Tarea requerida. Según el texto de la página, ¿quién fundó la cervecería de Quilmes y en qué año?

Texto de la página.
• • •

La Venus de ébano, Josephine Baker, estuvo en Quilmes en 1929. Así lo testimonia el libro de visitas de la cervecería fundada por Bemberg en 1890. Poco antes la había visitado el tenor Beniamino Gigli junto a los integrantes de la compañía del Teatro Colón (1925). Grandes estrellas, figuras, personalidades, visitaban establecimientos industriales. No era para menos. Entonces la Argentina había pasado del modelo agroexportador a su primer desarrollo industrial significativo, y conocer su industria tenía cierto atractivo. Así lo evidenciaban las visitas de políticos, artistas y deportistas consagrados, publicitadas en diarios y revistas. Eran símbolos de progreso, pero también lugares redituables para ambos. Para el visitante y para la visitada. Para esta última, un impulso publicitario que favorecía las ventas. Para el personaje, otro peldaño para escalar, permanecer o tan solo no desaparecer del candelero.

En ocasiones la industria salía a la calle para ganar potenciales clientes, no ya desde la publicidad en la vía pública, sino con promociones en lugares no convencionales. Estamos hablando de lo que pasaba en los años 50 y 60 del siglo XX. Ahora todo aquello puede parecer ingenuo, pero entonces rendía sus frutos. Corrían los agitados 60 y los hombres de corbatines de la Coca Cola, con jopos engominados y sus yo-yo Rusell (ióió decían ellos, en un español rudimentario) iban a los colegios y nos dejaban embobados con sus pruebas (la más fácil era la del ióió dormilón). También era día de fiesta cuando aparecían los que regalaban figuritas. No tenían el glamour americano de la gaseosa. Eran simples mortales con cajas de cartón repletas de paquetes que entregaban a regañadientes a la salida del cole. Era el primer paso hacia la iniciación (la adicción a romperle la paciencia a los viejos para comprarlas luego) y su anhelada culminación: ir en bici al mayorista de golosinas con el álbum lleno para recibir el premio (casi siempre una pelota de goma).

• • •

Datos mostrados.
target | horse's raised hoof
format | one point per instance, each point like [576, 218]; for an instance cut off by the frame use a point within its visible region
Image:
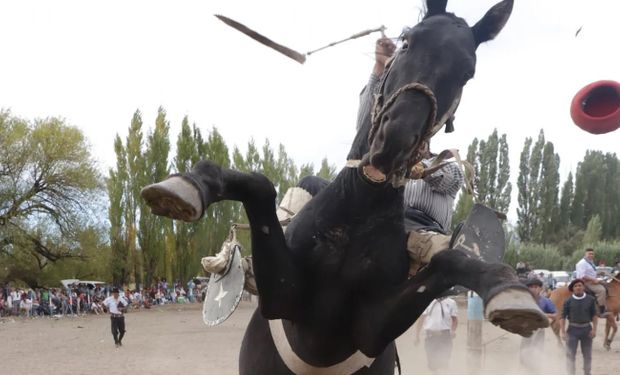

• • •

Respuesta. La fundó Bemberg en 1890.